What to produce ▸ Please reproduce exactly the line that carries "of the granite" and all remaining lines through the last line of the data, and write nothing else.

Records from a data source
________________________________________

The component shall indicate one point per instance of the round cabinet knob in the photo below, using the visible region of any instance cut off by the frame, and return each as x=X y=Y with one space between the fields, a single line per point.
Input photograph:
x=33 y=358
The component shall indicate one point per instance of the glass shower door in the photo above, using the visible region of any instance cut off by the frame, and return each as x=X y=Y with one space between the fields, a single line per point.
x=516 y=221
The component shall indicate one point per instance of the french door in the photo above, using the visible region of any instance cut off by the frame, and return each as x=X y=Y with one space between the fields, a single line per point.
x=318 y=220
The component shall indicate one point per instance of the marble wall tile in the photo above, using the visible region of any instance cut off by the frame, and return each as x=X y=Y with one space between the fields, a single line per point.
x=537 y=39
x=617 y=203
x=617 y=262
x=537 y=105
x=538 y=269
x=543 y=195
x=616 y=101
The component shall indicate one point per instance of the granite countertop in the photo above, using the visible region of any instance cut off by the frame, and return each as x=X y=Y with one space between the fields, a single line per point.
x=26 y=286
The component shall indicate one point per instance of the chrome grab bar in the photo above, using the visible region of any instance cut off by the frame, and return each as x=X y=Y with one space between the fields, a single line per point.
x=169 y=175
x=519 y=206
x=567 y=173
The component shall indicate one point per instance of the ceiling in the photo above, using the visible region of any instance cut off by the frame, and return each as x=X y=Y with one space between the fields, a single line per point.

________________________________________

Answer to the problem ▸
The component shall indicate one point per instance of the granite countertop in the photo above, using the visible region of any instance cut off by the frame, and return each as x=X y=Y with one space between the fields, a single line per point.
x=26 y=286
The component shall indicate one point per instance of the chrome grab bar in the photo above, using the visible region of any instance cut off by the frame, and return each as x=X y=Y with one space between the fields, a single line per point.
x=169 y=175
x=519 y=206
x=567 y=173
The component shall indicate one point per instance of the ceiling in the photo above, using the visible region of any instance cut off by the frame, and return each as x=X y=Y with one space between the fields, a single line per point.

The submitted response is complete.